--- start of GIVEN DATA ---
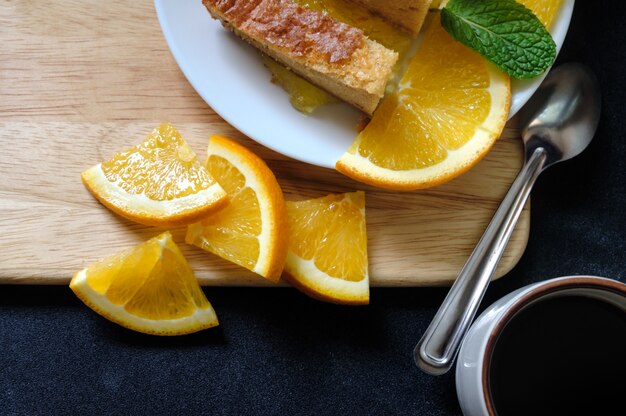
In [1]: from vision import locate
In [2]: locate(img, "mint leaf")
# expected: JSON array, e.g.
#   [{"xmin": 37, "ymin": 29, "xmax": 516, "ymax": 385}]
[{"xmin": 441, "ymin": 0, "xmax": 556, "ymax": 78}]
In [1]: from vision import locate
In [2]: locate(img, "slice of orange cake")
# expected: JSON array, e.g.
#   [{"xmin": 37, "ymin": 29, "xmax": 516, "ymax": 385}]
[
  {"xmin": 203, "ymin": 0, "xmax": 398, "ymax": 114},
  {"xmin": 349, "ymin": 0, "xmax": 433, "ymax": 36}
]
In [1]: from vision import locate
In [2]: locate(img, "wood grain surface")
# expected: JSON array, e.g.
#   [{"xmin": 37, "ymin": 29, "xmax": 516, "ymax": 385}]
[{"xmin": 0, "ymin": 0, "xmax": 530, "ymax": 286}]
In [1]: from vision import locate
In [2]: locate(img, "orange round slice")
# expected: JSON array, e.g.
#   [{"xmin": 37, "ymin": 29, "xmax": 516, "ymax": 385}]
[
  {"xmin": 336, "ymin": 16, "xmax": 511, "ymax": 190},
  {"xmin": 70, "ymin": 232, "xmax": 218, "ymax": 335},
  {"xmin": 81, "ymin": 124, "xmax": 227, "ymax": 227},
  {"xmin": 285, "ymin": 192, "xmax": 369, "ymax": 305},
  {"xmin": 186, "ymin": 136, "xmax": 288, "ymax": 282}
]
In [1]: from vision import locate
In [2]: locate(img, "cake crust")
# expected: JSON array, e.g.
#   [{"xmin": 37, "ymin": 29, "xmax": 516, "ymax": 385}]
[{"xmin": 203, "ymin": 0, "xmax": 398, "ymax": 115}]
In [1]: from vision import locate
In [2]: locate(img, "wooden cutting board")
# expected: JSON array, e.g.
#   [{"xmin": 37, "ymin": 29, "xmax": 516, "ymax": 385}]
[{"xmin": 0, "ymin": 0, "xmax": 530, "ymax": 286}]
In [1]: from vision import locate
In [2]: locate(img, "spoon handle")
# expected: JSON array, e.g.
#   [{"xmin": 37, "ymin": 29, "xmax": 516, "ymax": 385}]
[{"xmin": 414, "ymin": 147, "xmax": 546, "ymax": 375}]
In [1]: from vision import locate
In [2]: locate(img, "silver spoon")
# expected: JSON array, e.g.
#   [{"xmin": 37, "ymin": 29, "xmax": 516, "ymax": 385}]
[{"xmin": 414, "ymin": 64, "xmax": 601, "ymax": 375}]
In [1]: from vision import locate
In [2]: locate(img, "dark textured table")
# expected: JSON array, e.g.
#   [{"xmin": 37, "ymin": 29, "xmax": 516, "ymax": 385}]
[{"xmin": 0, "ymin": 0, "xmax": 626, "ymax": 415}]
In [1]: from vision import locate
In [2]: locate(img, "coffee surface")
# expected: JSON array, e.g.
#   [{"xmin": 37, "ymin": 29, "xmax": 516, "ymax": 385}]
[{"xmin": 489, "ymin": 296, "xmax": 626, "ymax": 416}]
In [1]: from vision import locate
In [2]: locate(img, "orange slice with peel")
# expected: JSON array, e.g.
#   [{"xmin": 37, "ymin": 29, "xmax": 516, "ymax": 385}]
[
  {"xmin": 336, "ymin": 15, "xmax": 511, "ymax": 190},
  {"xmin": 70, "ymin": 232, "xmax": 218, "ymax": 335},
  {"xmin": 185, "ymin": 136, "xmax": 288, "ymax": 282},
  {"xmin": 81, "ymin": 124, "xmax": 227, "ymax": 227},
  {"xmin": 285, "ymin": 192, "xmax": 369, "ymax": 305}
]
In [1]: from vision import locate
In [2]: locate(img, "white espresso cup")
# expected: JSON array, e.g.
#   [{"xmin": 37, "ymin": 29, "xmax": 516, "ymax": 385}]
[{"xmin": 456, "ymin": 276, "xmax": 626, "ymax": 416}]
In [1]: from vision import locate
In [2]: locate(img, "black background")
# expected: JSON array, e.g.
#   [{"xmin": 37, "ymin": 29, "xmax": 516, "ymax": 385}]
[{"xmin": 0, "ymin": 0, "xmax": 626, "ymax": 415}]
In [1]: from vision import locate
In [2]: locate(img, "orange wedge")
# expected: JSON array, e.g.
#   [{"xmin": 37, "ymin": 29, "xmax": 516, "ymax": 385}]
[
  {"xmin": 186, "ymin": 136, "xmax": 288, "ymax": 282},
  {"xmin": 285, "ymin": 192, "xmax": 369, "ymax": 305},
  {"xmin": 81, "ymin": 124, "xmax": 227, "ymax": 227},
  {"xmin": 336, "ymin": 15, "xmax": 511, "ymax": 190},
  {"xmin": 70, "ymin": 232, "xmax": 218, "ymax": 335}
]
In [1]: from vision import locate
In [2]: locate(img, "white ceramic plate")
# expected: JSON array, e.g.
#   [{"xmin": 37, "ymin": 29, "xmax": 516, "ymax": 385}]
[{"xmin": 154, "ymin": 0, "xmax": 574, "ymax": 168}]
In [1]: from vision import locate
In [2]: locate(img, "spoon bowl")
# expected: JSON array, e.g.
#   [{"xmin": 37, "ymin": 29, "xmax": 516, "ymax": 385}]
[
  {"xmin": 518, "ymin": 63, "xmax": 602, "ymax": 168},
  {"xmin": 414, "ymin": 64, "xmax": 601, "ymax": 375}
]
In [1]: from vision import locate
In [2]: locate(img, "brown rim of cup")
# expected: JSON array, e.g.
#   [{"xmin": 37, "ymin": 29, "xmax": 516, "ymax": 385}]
[{"xmin": 481, "ymin": 276, "xmax": 626, "ymax": 415}]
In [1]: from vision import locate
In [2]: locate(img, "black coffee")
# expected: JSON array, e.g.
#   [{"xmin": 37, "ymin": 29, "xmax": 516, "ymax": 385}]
[{"xmin": 489, "ymin": 296, "xmax": 626, "ymax": 416}]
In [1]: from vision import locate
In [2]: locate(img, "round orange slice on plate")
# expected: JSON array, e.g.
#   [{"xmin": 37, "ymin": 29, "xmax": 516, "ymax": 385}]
[{"xmin": 336, "ymin": 15, "xmax": 511, "ymax": 190}]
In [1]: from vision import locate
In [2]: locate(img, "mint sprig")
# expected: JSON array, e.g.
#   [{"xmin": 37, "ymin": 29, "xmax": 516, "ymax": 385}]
[{"xmin": 441, "ymin": 0, "xmax": 556, "ymax": 78}]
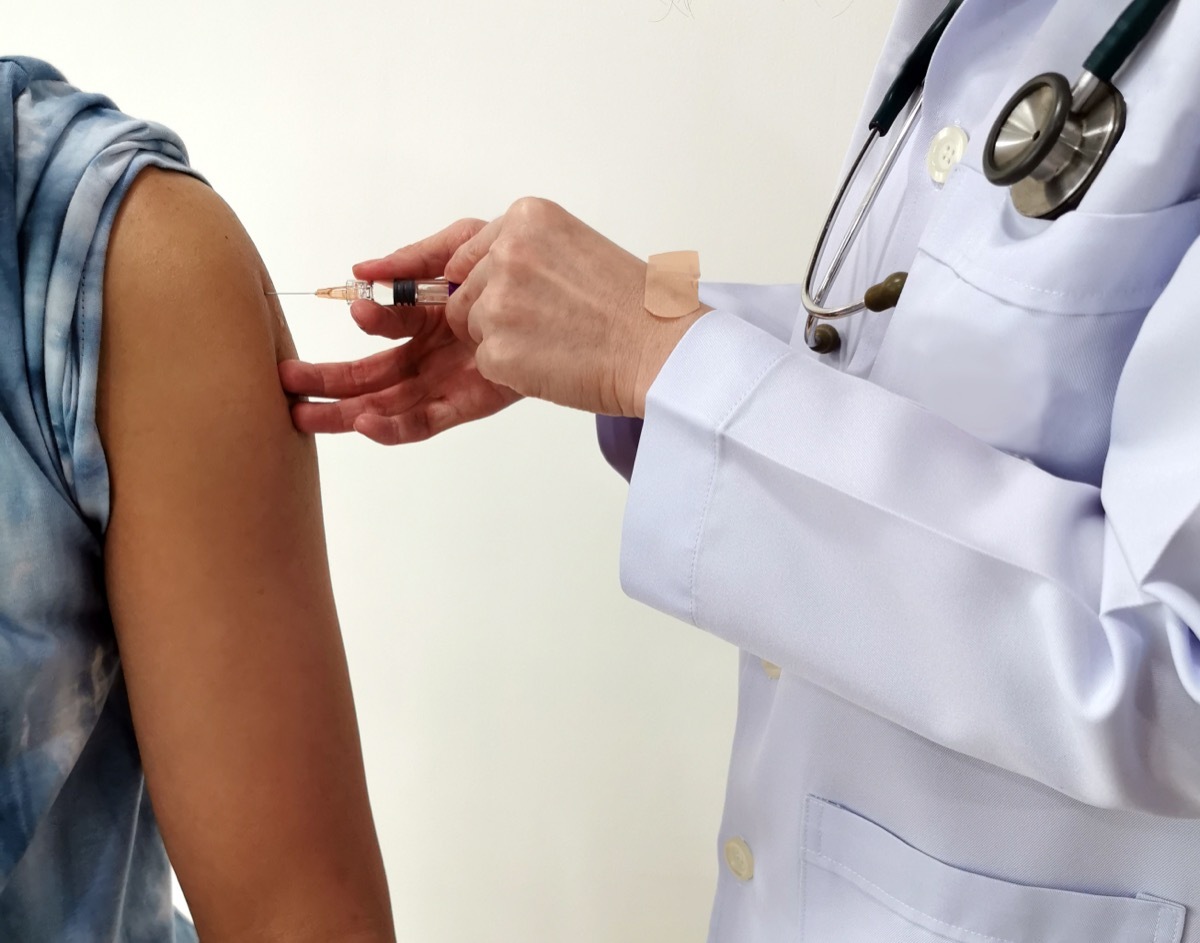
--- end of GIVEN DATA ---
REQUIRED WORK – Pick out every line of the rows above that contains the word "spoon".

RESULT BELOW –
In [2]: locate(img, "spoon handle")
In [2]: locate(img, "silver spoon")
In [2]: locate(img, "spoon bowl")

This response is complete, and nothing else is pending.